== Selected passage

Back in the day we used to have proper, old school grandmothers. The sort of grandmothers poet Maithili Sharan Gupt invoked in his popular poem “Ma Keh Ek Kahani (Mother, tell me a story”.) Being grandmothers was their sole job and it was a vital one. They were matriarchs who presided over massive joint families—the repository of the family’s traditions, history and culture, dishing out food for the body, and spiritual succour for the soul on a daily basis. At night, they bought a tray of steel glasses full of warm milk out into the courtyard and sat in the middle of a ring of grandchildren’s beds and told them stories. Everybody agreed that this was their most important (and loved) task.
No offence to anybody’s dadi (father’s mother) but (almost) all children agree that a nani (mother’s mother) is the real deal. Perhaps, because they tend to be younger, and also because a mother is typically more relaxed around her own mother, which causes her children to be similarly more relaxed, too. Even in Gupt’s poem, the second line, which is the mother’s playful response to her son’s request is, ‘beta samajh liya kya toone mujko apni nani?’ (Son, have you mistaken me for my mother?)

====
== Data shown

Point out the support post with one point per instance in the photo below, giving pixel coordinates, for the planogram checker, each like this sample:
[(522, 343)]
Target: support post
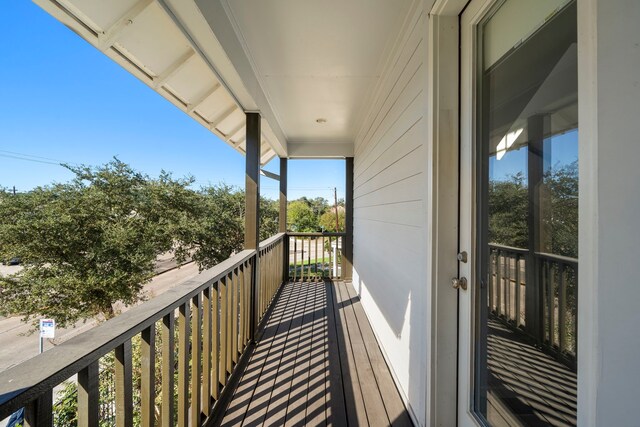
[(252, 206), (347, 251), (283, 217), (535, 164)]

====

Written instruction 1
Translate this sentence from the passage on grandmothers into Spanish: "Everybody agreed that this was their most important (and loved) task."
Written instruction 2
Set down everything in the passage on grandmothers from "No offence to" down to "for my mother?)", without changing a word.

Finished answer 1
Todos estaban de acuerdo en que esta era su tarea más importante (y querida).

Finished answer 2
No offence to anybody’s dadi (father’s mother) but (almost) all children agree that a nani (mother’s mother) is the real deal. Perhaps, because they tend to be younger, and also because a mother is typically more relaxed around her own mother, which causes her children to be similarly more relaxed, too. Even in Gupt’s poem, the second line, which is the mother’s playful response to her son’s request is, ‘beta samajh liya kya toone mujko apni nani?’ (Son, have you mistaken me for my mother?)